_MATERIAL SUPPLIED_.
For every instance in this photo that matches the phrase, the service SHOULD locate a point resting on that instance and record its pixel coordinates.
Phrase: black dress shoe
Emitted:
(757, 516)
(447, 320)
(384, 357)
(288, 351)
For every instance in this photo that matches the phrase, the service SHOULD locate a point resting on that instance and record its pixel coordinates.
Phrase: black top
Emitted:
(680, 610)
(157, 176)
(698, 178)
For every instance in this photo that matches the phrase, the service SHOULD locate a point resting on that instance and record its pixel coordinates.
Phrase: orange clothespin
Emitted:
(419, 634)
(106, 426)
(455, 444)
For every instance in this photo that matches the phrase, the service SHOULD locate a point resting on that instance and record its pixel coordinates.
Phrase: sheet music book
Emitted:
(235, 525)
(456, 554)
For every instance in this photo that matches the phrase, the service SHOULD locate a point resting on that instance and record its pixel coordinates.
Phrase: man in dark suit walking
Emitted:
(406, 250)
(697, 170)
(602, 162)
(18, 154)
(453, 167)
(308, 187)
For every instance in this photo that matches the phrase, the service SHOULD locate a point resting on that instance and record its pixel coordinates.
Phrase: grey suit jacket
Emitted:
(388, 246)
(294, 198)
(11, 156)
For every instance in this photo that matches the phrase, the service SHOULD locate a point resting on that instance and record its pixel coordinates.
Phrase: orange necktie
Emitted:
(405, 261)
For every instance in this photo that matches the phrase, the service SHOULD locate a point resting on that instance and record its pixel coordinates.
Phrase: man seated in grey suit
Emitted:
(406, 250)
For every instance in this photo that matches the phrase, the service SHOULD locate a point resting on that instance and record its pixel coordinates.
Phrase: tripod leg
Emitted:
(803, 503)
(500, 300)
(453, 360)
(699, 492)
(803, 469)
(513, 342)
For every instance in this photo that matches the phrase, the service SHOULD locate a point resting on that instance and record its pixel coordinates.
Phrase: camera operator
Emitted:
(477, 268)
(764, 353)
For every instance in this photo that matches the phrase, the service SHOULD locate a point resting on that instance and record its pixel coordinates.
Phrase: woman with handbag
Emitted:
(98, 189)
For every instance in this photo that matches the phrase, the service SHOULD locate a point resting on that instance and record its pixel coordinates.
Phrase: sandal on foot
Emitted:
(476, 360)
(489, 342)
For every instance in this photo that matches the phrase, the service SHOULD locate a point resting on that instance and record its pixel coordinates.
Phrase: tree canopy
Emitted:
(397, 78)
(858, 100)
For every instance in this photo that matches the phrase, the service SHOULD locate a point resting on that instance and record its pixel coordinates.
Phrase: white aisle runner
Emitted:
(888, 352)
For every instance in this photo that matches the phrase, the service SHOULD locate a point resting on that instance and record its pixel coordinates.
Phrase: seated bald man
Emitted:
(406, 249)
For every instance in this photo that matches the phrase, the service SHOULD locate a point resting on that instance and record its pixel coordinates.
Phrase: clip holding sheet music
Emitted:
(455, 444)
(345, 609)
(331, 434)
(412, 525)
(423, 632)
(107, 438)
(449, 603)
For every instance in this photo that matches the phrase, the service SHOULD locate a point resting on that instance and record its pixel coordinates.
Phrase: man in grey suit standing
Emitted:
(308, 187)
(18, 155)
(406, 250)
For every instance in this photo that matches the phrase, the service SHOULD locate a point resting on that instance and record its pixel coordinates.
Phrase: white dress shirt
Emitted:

_GOAL OF THE EXERCISE_.
Please gather each line in the records above that contains the word "black" and copy those lines in full.

_FINISHED EXERCISE_.
Phrase: black dress shoe
Phrase: black top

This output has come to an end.